» **TASK TO CARRY OUT**:
Scan the records below for the line containing "Phrase: black fence" and the line containing "Phrase: willow tree". Copy both, plus every line between, exactly.

PROVIDED ENTRIES: Begin

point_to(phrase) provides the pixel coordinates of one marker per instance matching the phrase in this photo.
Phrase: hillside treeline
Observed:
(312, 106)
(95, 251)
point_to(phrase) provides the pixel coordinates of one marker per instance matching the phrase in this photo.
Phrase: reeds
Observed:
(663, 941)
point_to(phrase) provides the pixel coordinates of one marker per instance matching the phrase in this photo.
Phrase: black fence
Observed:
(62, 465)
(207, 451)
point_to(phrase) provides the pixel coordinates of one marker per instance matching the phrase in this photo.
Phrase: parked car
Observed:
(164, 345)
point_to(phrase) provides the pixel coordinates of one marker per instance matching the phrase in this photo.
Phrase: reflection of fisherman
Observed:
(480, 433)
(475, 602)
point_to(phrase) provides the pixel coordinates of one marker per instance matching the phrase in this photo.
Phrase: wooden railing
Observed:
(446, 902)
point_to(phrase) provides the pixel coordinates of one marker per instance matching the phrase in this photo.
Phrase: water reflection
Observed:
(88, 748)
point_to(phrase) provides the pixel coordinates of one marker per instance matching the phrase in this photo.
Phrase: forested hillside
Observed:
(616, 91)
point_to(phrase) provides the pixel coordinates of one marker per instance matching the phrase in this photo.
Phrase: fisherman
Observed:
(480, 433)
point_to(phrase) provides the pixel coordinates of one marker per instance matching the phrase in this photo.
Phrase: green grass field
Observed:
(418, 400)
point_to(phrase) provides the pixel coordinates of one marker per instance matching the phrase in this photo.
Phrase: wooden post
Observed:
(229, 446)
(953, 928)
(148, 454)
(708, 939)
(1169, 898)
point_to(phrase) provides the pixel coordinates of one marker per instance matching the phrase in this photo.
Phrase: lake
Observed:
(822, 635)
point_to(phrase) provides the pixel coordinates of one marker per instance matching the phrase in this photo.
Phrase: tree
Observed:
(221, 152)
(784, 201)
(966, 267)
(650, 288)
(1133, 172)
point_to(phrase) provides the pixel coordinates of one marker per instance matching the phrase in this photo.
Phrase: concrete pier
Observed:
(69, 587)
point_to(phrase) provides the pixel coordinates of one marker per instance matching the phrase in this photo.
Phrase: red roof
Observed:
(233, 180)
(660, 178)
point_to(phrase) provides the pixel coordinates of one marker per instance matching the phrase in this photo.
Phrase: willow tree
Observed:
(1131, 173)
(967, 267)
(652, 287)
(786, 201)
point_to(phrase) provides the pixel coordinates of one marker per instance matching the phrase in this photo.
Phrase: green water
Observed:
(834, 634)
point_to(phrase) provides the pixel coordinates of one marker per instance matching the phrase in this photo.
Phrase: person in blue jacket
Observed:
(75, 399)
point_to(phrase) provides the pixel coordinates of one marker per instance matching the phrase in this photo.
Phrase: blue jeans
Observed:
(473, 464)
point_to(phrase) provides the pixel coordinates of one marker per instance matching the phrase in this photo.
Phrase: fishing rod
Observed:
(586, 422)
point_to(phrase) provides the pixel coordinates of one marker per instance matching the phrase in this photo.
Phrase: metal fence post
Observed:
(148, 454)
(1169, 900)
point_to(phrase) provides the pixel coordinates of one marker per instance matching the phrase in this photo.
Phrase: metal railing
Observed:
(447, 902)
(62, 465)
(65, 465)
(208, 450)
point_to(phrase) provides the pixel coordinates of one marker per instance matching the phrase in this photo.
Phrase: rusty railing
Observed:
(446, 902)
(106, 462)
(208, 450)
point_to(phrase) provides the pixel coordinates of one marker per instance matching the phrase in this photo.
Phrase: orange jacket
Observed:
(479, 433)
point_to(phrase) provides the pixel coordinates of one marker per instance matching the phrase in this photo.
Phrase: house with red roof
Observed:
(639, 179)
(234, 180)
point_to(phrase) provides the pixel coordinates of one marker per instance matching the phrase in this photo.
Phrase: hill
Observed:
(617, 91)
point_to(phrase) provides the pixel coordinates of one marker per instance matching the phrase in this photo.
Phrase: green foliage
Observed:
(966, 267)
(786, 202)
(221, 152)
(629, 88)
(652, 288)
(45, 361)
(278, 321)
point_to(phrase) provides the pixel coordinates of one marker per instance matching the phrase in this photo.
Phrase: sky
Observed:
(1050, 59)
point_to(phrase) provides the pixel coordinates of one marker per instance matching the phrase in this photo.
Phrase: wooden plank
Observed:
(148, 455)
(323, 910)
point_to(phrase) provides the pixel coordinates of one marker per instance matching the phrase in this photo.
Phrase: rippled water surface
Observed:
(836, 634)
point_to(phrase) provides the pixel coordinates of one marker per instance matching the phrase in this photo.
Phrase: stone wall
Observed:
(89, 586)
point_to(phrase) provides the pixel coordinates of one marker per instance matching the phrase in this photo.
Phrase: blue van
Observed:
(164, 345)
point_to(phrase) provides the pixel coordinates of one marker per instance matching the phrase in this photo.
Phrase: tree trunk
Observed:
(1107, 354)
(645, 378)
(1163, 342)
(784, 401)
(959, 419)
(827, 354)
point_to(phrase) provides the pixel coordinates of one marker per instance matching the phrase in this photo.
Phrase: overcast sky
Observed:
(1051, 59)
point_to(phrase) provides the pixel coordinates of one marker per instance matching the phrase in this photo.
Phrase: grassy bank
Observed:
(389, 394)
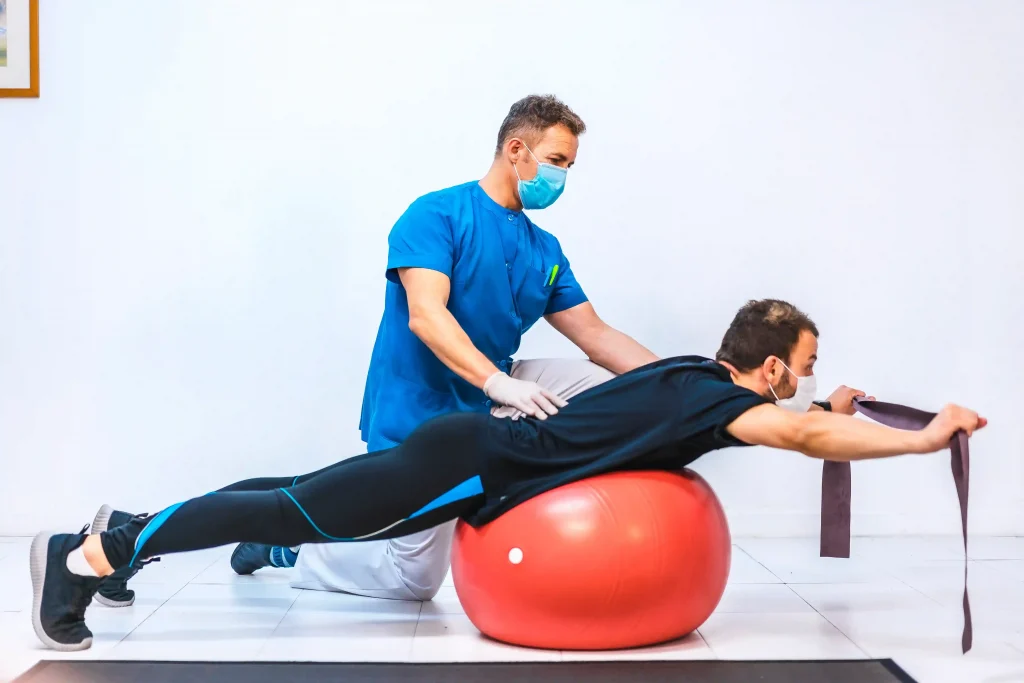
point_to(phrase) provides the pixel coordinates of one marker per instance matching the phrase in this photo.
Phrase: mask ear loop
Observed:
(771, 388)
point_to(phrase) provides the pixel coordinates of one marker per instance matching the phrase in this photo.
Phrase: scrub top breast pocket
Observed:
(535, 294)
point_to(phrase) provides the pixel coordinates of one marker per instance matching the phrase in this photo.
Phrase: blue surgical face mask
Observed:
(545, 187)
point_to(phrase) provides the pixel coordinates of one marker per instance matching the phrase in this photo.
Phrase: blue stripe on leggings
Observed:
(467, 488)
(152, 527)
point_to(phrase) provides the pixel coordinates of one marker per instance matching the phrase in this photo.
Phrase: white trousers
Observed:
(414, 566)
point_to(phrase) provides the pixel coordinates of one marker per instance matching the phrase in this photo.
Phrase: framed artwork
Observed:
(18, 48)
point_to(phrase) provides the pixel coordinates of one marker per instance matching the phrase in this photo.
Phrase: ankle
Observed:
(93, 550)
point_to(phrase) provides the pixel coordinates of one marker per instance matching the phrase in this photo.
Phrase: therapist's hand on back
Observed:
(529, 397)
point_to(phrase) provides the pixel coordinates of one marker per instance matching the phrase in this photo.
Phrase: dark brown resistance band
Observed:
(836, 488)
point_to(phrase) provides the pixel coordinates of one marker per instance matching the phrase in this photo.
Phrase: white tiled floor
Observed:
(896, 598)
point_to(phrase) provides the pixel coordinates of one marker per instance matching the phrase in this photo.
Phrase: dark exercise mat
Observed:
(866, 671)
(836, 488)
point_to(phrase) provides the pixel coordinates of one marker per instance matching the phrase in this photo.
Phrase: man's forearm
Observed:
(821, 434)
(616, 351)
(442, 335)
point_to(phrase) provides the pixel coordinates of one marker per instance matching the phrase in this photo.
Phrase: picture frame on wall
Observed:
(18, 48)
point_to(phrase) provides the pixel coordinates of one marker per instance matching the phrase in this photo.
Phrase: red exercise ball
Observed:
(619, 560)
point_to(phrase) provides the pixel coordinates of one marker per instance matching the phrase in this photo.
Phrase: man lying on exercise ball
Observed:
(473, 466)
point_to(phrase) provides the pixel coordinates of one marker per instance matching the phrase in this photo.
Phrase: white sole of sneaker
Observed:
(101, 520)
(37, 565)
(107, 602)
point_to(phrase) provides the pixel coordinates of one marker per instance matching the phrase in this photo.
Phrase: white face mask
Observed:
(807, 389)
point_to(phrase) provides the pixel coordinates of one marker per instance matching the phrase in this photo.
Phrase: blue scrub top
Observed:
(506, 273)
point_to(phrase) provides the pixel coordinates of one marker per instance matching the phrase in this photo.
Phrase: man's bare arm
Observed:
(601, 342)
(430, 319)
(840, 437)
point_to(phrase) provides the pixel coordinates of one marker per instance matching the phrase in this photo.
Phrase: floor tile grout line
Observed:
(819, 613)
(284, 614)
(147, 616)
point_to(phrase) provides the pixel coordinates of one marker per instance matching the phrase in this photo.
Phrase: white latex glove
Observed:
(529, 397)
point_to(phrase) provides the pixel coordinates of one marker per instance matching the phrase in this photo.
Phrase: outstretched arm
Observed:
(840, 437)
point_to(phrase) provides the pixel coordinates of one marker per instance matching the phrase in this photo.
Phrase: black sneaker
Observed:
(247, 557)
(59, 597)
(114, 591)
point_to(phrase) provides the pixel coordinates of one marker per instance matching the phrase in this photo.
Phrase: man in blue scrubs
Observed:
(468, 274)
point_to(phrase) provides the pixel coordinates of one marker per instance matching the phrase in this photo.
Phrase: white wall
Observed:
(193, 223)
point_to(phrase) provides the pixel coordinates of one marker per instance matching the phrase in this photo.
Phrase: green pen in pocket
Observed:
(552, 273)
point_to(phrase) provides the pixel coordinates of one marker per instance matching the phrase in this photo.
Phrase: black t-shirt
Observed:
(658, 417)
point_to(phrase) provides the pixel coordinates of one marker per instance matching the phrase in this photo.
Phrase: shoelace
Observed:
(836, 489)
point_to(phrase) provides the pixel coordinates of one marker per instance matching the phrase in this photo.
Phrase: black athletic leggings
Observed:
(434, 476)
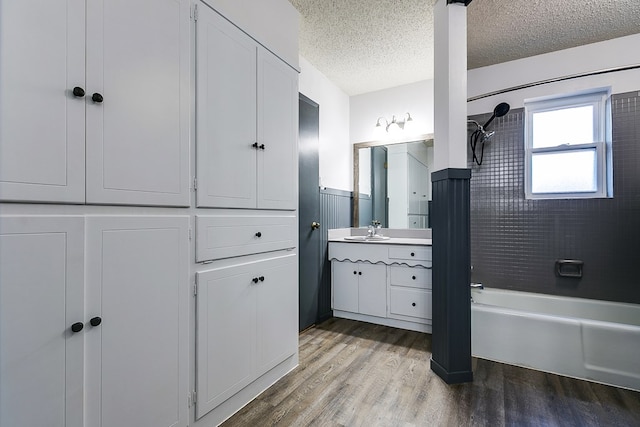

PROVIDED ENTRIES: End

» **TASK RESULT**:
Phrase: black fence
Observed:
(62, 465)
(207, 451)
point_to(phrase) provides the pixel coordinates of one marker per instance matching the phrase in this photo.
Phrase: parked car
Observed:
(164, 345)
point_to(phrase) provides the pixel coordinates of one marker per instance matching the phrase in this photo.
Phrase: reflection of fisherman
Observed:
(480, 433)
(475, 602)
point_to(phrase) provides the pixel coordinates of one marker per instance matching the phrase in this photo.
Phrase: wooden railing
Observed:
(446, 902)
point_to(phrase) provides the pixel coordinates of one marker per instance matching the phrase in this photo.
Phrase: water reflection
Observed:
(88, 748)
point_to(phrase) provides the pixel coordinates of one marker per instance matching the phrase in this photo.
Phrase: forested hillside
Observed:
(616, 91)
point_to(phrase) provides the pixel coordinates of one marker per instance matching the phrase in this photo.
Phrase: fisherman
Observed:
(480, 433)
point_to(phrase) provides the pixel coordinates of one marker per instance matching the phrase in this photo.
Phrase: green grass field
Observed:
(418, 400)
point_to(phrase) provides the pixel coordinates of one marker per instance matching the phrase in this photo.
Phrase: wooden post
Observed:
(229, 446)
(953, 928)
(148, 454)
(708, 939)
(1169, 898)
point_to(phrase) provides the pixel coordinates of one marker per instance matching the phrase in this photo.
Phrase: lake
Observed:
(822, 635)
point_to(phrase) provides the pixel coordinates of one marker per instance matching the phrase in this photo.
Phrase: tree
Observed:
(221, 152)
(784, 201)
(966, 267)
(650, 288)
(1133, 172)
point_to(phrase) provides the pixel coordinates of one marker per instance matching the phrase in this photo.
Phrase: concrete pier
Observed:
(69, 587)
point_to(phrase) provides the pixel coordinates of one marker per instance matching the phrase in this photo.
Phrase: red roof
Observed:
(233, 180)
(660, 178)
point_to(phrase) provides the pixel coordinates of one marker per instance matching the phrase in this photo.
Phrase: willow tree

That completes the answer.